Directions for this task - Could you copy the records below exactly, keeping none of the images?

Referring expression data:
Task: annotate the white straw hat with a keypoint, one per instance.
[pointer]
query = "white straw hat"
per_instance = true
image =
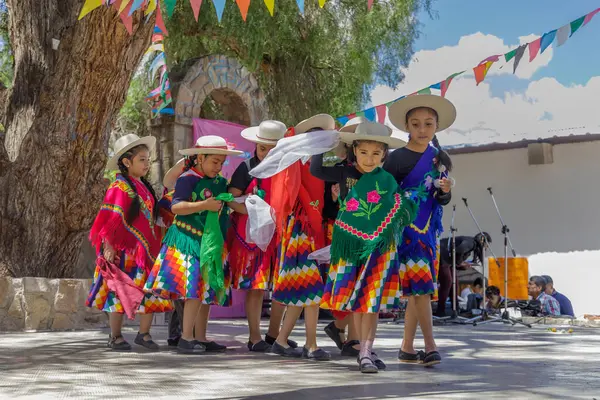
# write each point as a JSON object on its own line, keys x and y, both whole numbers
{"x": 210, "y": 144}
{"x": 443, "y": 107}
{"x": 323, "y": 121}
{"x": 268, "y": 132}
{"x": 373, "y": 131}
{"x": 126, "y": 143}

Solution -
Task: annotate the white straw hat with a keypoint, one per instance.
[pointer]
query = "white straw hat"
per_instance = true
image =
# write each point as a JSON object on its own line, keys x and y, both whole numbers
{"x": 210, "y": 144}
{"x": 443, "y": 107}
{"x": 323, "y": 121}
{"x": 268, "y": 132}
{"x": 373, "y": 131}
{"x": 126, "y": 143}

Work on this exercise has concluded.